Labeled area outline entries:
• • • • •

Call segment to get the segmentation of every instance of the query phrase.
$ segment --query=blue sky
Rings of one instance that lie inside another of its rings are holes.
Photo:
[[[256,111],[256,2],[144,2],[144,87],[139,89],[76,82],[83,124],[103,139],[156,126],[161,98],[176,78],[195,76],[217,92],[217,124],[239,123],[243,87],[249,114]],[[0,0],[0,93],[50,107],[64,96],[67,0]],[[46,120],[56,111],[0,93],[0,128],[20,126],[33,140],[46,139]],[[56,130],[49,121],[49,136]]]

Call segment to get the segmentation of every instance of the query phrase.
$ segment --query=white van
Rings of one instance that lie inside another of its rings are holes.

• • • • •

EXERCISE OBJECTIVE: Copy every one of the labeled area outline entries above verbatim, line for line.

RESPONSE:
Call segment to get the segmentation of every instance of the query phrase.
$ segment --query=blue sky
Rings of one instance that lie inside another of its rings are holes.
Photo:
[[[256,111],[256,2],[144,2],[144,87],[139,89],[76,82],[83,124],[103,139],[156,126],[161,98],[176,78],[195,76],[217,92],[217,124],[239,123],[243,87],[249,114]],[[0,0],[0,93],[50,107],[64,96],[67,0]],[[46,120],[56,111],[0,93],[0,128],[20,126],[33,140],[46,139]],[[56,130],[49,121],[49,136]]]

Call segment to get the segmentation of every instance of the query phrase.
$ segment --query=white van
Rings of one instance that lie inside another of its rings are holes.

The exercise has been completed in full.